- **Reading text**
━━━━
This past year has been monumental in the movement to highlight and protest against social inequality, corporate greed, and disparities between rich and poor with the emergence of the Occupy Movement. Within months, over 2,700 communities across the world joined the movement to address the impact of rising unemployment and cuts to social service programs. As part of our leadership in this movement, WEAP developed tools to document injustices facing the “99 percent” including Fact Sheets and a Health Addendum that expose human rights violations (found on WEAP’s website).

The World Courts of Women could not come at a more critical time. WEAP has been working hard to build on our transformative people’s movement to end poverty and highlight injustice facing women and families. Through planning of the WCW, we built alliances and partnerships with over 35 organizations across California to develop organizing committees that meet on a bi-weekly basis. These endorsing organizations, including Central Valley Journey for Justice, Building Opportunities for Self-Sufficiency (BOSS), Hip-Hop Congress and many others, that bring a wealth of knowledge and leadership to the planning process. This Planning Committee has made major gains in the progress of the WCW including creating a “Visual Call to Action,” a Youtube video advertising and explaining the Oakland Court ( ) and a blog providing daily updates on the progress of WCW ( Additionally, we’ve started our registration process, making our registration form available online and developed an extensive volunteer database and descriptions of opportunities to become involved.

Over the past 15 years, the WCW has had a significant impact on placing gender at the center of the theory and practice of human rights as well as strengthening the networks of grassroots NGOs locally and transnationally. In every region they are held, the WCW gather people in conversations across race, religions, and cultures to highlight the knowledge and wisdoms of women in the region; laying the groundwork for transformative practices that challenge the dominant world view that move us all collectively towards a new generation of women’s human rights. Women, men and youth from all areas and histories bring their personal testimonies of violence to the Court.
━━━━
- **Data section**
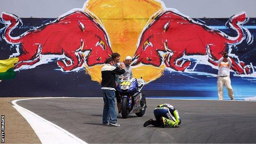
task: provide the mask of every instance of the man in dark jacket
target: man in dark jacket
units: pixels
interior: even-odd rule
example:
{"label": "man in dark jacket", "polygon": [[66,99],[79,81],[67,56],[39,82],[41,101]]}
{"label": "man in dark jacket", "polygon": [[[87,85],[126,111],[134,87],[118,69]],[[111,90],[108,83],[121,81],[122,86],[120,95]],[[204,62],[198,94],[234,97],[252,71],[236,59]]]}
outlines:
{"label": "man in dark jacket", "polygon": [[[125,72],[123,63],[120,64],[120,68],[114,66],[112,58],[106,60],[105,65],[101,69],[101,90],[104,103],[102,115],[102,123],[107,125],[108,122],[111,126],[119,126],[117,123],[117,113],[115,103],[115,91],[116,88],[115,74],[121,75]],[[108,118],[109,117],[109,121]]]}

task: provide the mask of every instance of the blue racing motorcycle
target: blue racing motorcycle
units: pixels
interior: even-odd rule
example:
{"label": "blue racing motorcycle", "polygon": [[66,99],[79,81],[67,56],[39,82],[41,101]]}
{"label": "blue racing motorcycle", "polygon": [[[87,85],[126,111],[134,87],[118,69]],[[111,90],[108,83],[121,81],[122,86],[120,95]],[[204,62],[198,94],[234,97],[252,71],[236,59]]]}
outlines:
{"label": "blue racing motorcycle", "polygon": [[121,98],[122,117],[126,119],[129,114],[142,117],[146,112],[146,97],[140,91],[146,83],[141,79],[122,79],[117,89]]}

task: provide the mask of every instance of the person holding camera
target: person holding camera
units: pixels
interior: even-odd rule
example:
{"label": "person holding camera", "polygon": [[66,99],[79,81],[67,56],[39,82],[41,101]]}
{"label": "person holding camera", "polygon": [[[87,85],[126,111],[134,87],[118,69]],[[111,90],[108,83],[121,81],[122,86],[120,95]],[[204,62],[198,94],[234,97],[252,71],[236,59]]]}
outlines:
{"label": "person holding camera", "polygon": [[234,100],[233,89],[231,86],[231,81],[229,77],[229,70],[232,64],[231,59],[226,52],[224,52],[223,56],[218,61],[219,71],[217,78],[218,96],[219,100],[223,100],[223,85],[225,85],[228,90],[229,96],[231,100]]}

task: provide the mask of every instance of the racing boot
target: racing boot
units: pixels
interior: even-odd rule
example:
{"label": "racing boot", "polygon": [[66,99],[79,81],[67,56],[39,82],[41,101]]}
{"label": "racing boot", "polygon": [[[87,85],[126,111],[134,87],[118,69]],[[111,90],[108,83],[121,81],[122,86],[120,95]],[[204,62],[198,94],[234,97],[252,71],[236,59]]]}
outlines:
{"label": "racing boot", "polygon": [[178,127],[177,123],[176,122],[174,121],[172,121],[166,118],[165,118],[165,123],[169,126],[172,127],[173,128],[176,128]]}
{"label": "racing boot", "polygon": [[149,125],[152,124],[152,121],[153,120],[153,119],[150,119],[150,120],[145,122],[145,123],[144,123],[144,124],[143,124],[143,126],[145,127]]}
{"label": "racing boot", "polygon": [[181,123],[181,119],[180,118],[178,110],[174,110],[174,117],[175,117],[175,120],[176,120],[177,123],[178,123],[178,125],[180,125]]}
{"label": "racing boot", "polygon": [[162,117],[160,118],[160,121],[161,122],[161,127],[165,128],[165,123],[166,122],[166,120],[167,119]]}

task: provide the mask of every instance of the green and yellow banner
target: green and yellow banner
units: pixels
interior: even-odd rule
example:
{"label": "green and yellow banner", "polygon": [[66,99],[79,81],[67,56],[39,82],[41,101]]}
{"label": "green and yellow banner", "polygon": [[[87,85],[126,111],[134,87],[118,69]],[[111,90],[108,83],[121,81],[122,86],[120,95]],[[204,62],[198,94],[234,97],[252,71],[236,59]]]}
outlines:
{"label": "green and yellow banner", "polygon": [[15,76],[14,71],[14,64],[18,61],[17,57],[0,60],[0,80],[13,79]]}

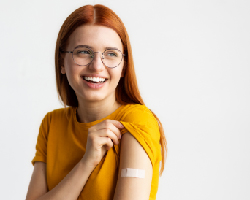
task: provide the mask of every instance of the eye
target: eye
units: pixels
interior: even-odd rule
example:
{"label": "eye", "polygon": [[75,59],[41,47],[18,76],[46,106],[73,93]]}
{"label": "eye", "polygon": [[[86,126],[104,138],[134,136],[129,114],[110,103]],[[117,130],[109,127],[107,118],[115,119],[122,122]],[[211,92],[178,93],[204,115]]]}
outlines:
{"label": "eye", "polygon": [[118,53],[116,51],[107,51],[105,54],[108,57],[117,57],[118,56]]}
{"label": "eye", "polygon": [[77,54],[87,54],[87,55],[91,54],[91,52],[88,50],[78,50],[76,53]]}

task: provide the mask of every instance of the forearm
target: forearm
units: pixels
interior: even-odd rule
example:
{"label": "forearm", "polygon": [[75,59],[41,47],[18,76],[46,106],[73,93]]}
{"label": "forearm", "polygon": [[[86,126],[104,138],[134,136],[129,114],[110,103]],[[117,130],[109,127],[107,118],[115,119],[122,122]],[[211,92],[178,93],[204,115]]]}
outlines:
{"label": "forearm", "polygon": [[93,170],[83,157],[56,187],[36,200],[76,200]]}

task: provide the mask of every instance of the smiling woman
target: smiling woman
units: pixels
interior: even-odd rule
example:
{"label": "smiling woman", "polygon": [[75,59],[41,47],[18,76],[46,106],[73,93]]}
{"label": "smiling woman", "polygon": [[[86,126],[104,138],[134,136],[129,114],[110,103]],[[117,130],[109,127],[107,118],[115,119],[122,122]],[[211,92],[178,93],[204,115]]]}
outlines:
{"label": "smiling woman", "polygon": [[64,108],[42,120],[26,200],[156,199],[167,143],[140,96],[120,18],[103,5],[75,10],[59,31],[55,69]]}

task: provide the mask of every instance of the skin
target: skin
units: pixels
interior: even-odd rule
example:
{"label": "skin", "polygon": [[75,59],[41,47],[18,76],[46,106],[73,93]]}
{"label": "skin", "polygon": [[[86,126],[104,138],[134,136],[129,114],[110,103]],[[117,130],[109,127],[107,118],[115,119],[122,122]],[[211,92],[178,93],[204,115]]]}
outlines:
{"label": "skin", "polygon": [[[93,122],[113,113],[121,105],[115,101],[115,88],[123,76],[124,59],[115,68],[106,67],[101,60],[101,54],[106,47],[116,47],[124,53],[119,35],[105,26],[79,26],[69,37],[66,51],[72,51],[77,45],[93,47],[95,58],[88,66],[79,66],[72,54],[66,53],[61,73],[67,76],[70,86],[78,99],[77,117],[81,123]],[[105,85],[99,89],[92,89],[83,81],[82,74],[99,74],[108,78]]]}

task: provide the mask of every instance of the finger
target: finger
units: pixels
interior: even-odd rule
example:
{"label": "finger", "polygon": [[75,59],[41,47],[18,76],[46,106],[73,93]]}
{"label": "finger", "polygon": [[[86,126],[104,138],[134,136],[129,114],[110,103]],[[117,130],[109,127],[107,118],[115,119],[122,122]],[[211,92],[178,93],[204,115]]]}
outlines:
{"label": "finger", "polygon": [[[116,139],[116,138],[113,138],[112,135],[108,133],[108,130],[110,130],[116,135],[117,140],[118,140],[121,137],[121,132],[119,128],[116,127],[118,126],[118,124],[121,124],[121,123],[117,120],[104,120],[101,123],[96,125],[96,131],[98,131],[101,136],[110,136],[111,139]],[[105,131],[103,132],[102,130],[105,130],[106,133]]]}
{"label": "finger", "polygon": [[106,149],[110,149],[114,146],[112,140],[109,137],[100,137],[100,144],[104,147],[106,146]]}

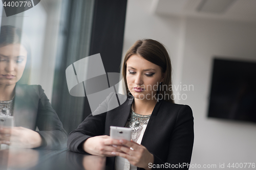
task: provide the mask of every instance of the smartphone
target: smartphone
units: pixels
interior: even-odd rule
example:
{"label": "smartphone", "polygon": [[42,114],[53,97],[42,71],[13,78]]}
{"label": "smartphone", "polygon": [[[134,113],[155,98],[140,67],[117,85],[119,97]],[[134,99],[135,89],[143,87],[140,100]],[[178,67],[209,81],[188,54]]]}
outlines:
{"label": "smartphone", "polygon": [[13,127],[13,116],[0,116],[0,126]]}
{"label": "smartphone", "polygon": [[132,129],[129,128],[110,126],[110,138],[115,139],[131,140]]}

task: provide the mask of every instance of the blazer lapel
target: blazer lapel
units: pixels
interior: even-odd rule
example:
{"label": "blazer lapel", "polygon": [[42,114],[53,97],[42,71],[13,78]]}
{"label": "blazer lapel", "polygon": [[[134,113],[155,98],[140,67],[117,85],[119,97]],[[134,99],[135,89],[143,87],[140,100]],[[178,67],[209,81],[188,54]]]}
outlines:
{"label": "blazer lapel", "polygon": [[146,147],[148,151],[153,150],[154,147],[152,143],[151,143],[150,141],[152,140],[152,139],[154,139],[155,136],[154,133],[157,133],[158,131],[159,130],[158,129],[158,127],[159,126],[159,124],[161,123],[157,122],[157,116],[162,104],[162,100],[159,100],[159,102],[157,102],[148,120],[141,141],[141,144]]}
{"label": "blazer lapel", "polygon": [[126,101],[119,107],[108,112],[106,117],[105,133],[110,135],[111,126],[124,127],[129,117],[131,107],[134,98],[127,96]]}

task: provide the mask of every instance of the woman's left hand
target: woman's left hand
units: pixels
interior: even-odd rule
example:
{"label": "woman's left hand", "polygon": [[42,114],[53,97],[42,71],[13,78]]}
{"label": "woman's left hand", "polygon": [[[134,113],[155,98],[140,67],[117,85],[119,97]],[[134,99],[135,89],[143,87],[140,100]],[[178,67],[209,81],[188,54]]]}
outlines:
{"label": "woman's left hand", "polygon": [[132,140],[131,141],[120,140],[119,141],[122,145],[113,145],[113,147],[120,150],[124,153],[112,152],[113,155],[127,159],[130,163],[134,166],[142,167],[145,169],[151,169],[148,167],[148,163],[154,163],[154,156],[145,147]]}
{"label": "woman's left hand", "polygon": [[0,128],[0,143],[11,146],[34,148],[41,145],[42,138],[39,133],[24,127]]}

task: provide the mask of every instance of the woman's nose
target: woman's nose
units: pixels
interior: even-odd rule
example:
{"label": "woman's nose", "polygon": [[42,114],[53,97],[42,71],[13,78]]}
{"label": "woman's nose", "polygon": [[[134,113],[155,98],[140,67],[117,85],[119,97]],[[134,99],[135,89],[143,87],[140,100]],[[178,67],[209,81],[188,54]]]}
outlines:
{"label": "woman's nose", "polygon": [[143,81],[142,80],[142,78],[141,77],[141,76],[138,74],[136,75],[136,77],[135,78],[135,83],[137,84],[137,85],[142,85],[143,84]]}
{"label": "woman's nose", "polygon": [[15,63],[13,60],[10,60],[6,63],[6,66],[5,67],[5,70],[8,72],[13,71],[15,69]]}

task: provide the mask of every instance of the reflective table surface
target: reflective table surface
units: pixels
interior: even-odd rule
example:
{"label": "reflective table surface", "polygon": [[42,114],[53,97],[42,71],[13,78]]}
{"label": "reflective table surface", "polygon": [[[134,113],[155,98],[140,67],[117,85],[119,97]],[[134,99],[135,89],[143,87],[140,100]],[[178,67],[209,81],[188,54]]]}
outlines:
{"label": "reflective table surface", "polygon": [[62,150],[12,148],[0,150],[0,169],[105,169],[106,158]]}

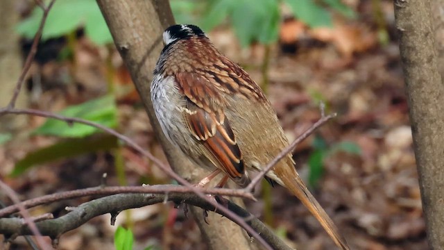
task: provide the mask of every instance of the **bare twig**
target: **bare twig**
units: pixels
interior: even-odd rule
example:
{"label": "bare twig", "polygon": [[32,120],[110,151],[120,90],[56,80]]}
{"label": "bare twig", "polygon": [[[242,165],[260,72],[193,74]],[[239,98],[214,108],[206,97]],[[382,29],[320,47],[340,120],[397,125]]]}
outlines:
{"label": "bare twig", "polygon": [[319,128],[321,126],[328,122],[330,119],[336,116],[336,113],[330,114],[325,116],[325,106],[323,103],[321,104],[321,119],[318,122],[315,122],[311,127],[306,130],[302,135],[298,136],[298,138],[291,142],[288,147],[284,149],[274,159],[270,161],[265,167],[256,176],[248,185],[245,188],[245,190],[248,192],[252,192],[255,187],[259,183],[260,180],[270,171],[280,160],[284,157],[290,153],[302,140],[305,140],[307,137],[313,133],[313,132]]}
{"label": "bare twig", "polygon": [[1,180],[0,180],[0,188],[6,194],[6,195],[9,197],[12,202],[14,202],[14,203],[17,204],[19,210],[20,211],[22,216],[23,217],[23,219],[24,220],[25,223],[28,224],[28,226],[29,226],[29,228],[31,229],[33,234],[35,235],[37,242],[40,245],[40,247],[43,249],[51,249],[51,247],[43,240],[42,234],[40,234],[40,232],[37,228],[37,226],[35,226],[35,223],[31,219],[31,215],[29,214],[28,210],[26,210],[24,206],[20,205],[20,199],[17,197],[15,192],[14,192],[14,190],[9,188],[9,186],[6,185],[6,183],[1,181]]}
{"label": "bare twig", "polygon": [[194,193],[195,193],[200,198],[204,200],[206,200],[207,202],[214,206],[214,207],[218,210],[220,210],[221,212],[223,212],[225,215],[225,217],[230,219],[238,225],[241,226],[252,237],[254,237],[255,238],[256,238],[257,241],[259,241],[262,244],[263,244],[266,247],[266,249],[271,249],[268,244],[266,242],[265,242],[264,240],[257,232],[255,232],[242,218],[237,216],[236,214],[230,211],[229,209],[228,209],[225,206],[221,204],[219,204],[214,199],[211,199],[208,198],[203,192],[202,192],[202,191],[200,189],[192,185],[185,179],[179,176],[177,174],[173,172],[170,168],[169,168],[166,165],[162,163],[159,159],[155,158],[148,151],[144,150],[140,146],[139,146],[137,143],[134,142],[134,141],[133,141],[131,139],[119,133],[119,132],[114,131],[114,129],[110,128],[101,124],[99,124],[93,122],[87,121],[85,119],[76,118],[76,117],[67,117],[62,115],[54,114],[50,112],[46,112],[46,111],[38,110],[17,109],[17,108],[12,108],[10,107],[6,107],[3,108],[0,108],[0,115],[1,115],[2,114],[33,115],[42,116],[44,117],[57,119],[61,121],[65,121],[69,124],[71,124],[73,122],[78,122],[78,123],[89,125],[95,128],[98,128],[106,133],[108,133],[111,135],[116,136],[119,139],[127,143],[129,146],[133,147],[134,149],[137,151],[144,156],[146,156],[150,160],[151,160],[155,165],[160,167],[161,169],[162,169],[168,176],[176,179],[179,183],[189,188]]}
{"label": "bare twig", "polygon": [[[226,195],[230,197],[239,197],[255,199],[253,194],[242,190],[232,190],[228,188],[212,188],[202,190],[205,194]],[[96,187],[80,189],[72,191],[61,192],[56,194],[44,195],[42,197],[31,199],[15,203],[6,208],[0,209],[0,218],[11,215],[18,211],[19,206],[25,208],[30,208],[37,206],[46,204],[54,201],[83,197],[87,196],[110,195],[124,193],[144,193],[144,194],[169,194],[169,193],[193,193],[193,191],[187,187],[178,185],[144,185],[139,187]]]}
{"label": "bare twig", "polygon": [[17,99],[19,97],[19,93],[20,93],[20,90],[22,89],[22,85],[23,85],[23,81],[29,71],[29,68],[34,60],[34,57],[35,56],[35,53],[37,53],[37,46],[39,44],[39,40],[42,37],[42,32],[43,31],[43,27],[44,26],[44,24],[46,22],[46,17],[48,17],[48,13],[49,13],[49,10],[52,8],[53,5],[56,0],[51,0],[47,7],[44,6],[44,3],[42,1],[36,1],[37,5],[42,8],[43,10],[43,17],[42,17],[42,21],[40,21],[40,25],[39,26],[39,28],[35,33],[35,36],[34,36],[34,40],[33,41],[33,45],[31,47],[31,51],[29,51],[29,54],[26,57],[26,60],[25,61],[25,65],[23,67],[23,69],[22,70],[22,74],[19,77],[19,79],[17,82],[17,85],[15,90],[14,90],[14,95],[12,95],[12,98],[11,98],[9,104],[8,104],[8,107],[14,108],[15,106],[15,102],[17,101]]}
{"label": "bare twig", "polygon": [[[117,211],[163,203],[166,197],[166,194],[120,194],[108,196],[72,208],[70,212],[59,218],[37,222],[37,226],[43,235],[54,238],[78,228],[94,217],[107,213],[112,215]],[[178,203],[185,202],[204,210],[216,210],[216,212],[225,217],[228,215],[221,210],[216,209],[206,200],[198,197],[196,194],[169,193],[167,199]],[[234,212],[237,217],[241,218],[242,222],[248,224],[249,226],[254,228],[255,232],[257,232],[257,233],[263,237],[268,244],[271,246],[271,248],[281,250],[291,249],[279,237],[253,215],[232,201],[228,201],[228,207],[231,212]],[[212,223],[211,221],[209,222]],[[239,226],[244,227],[243,225]],[[20,219],[1,218],[0,234],[2,233],[27,235],[30,231],[29,228],[23,226]]]}

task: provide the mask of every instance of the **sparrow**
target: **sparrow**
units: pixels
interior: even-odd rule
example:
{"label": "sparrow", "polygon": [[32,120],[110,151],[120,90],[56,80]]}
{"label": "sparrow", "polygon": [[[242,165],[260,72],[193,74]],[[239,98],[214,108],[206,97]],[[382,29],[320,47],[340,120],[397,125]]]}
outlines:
━━━━
- **Written request 1**
Please retype the part of the World Courts of Women text starting at "This past year" and ending at "on WEAP’s website).".
- **Written request 2**
Which endorsing organizations does the World Courts of Women text name?

- **Task response 1**
This past year has been monumental in the movement to highlight and protest against social inequality, corporate greed, and disparities between rich and poor with the emergence of the Occupy Movement. Within months, over 2,700 communities across the world joined the movement to address the impact of rising unemployment and cuts to social service programs. As part of our leadership in this movement, WEAP developed tools to document injustices facing the “99 percent” including Fact Sheets and a Health Addendum that expose human rights violations (found on WEAP’s website).

- **Task response 2**
Central Valley Journey for Justice
Building Opportunities for Self-Sufficiency (BOSS)
Hip-Hop Congress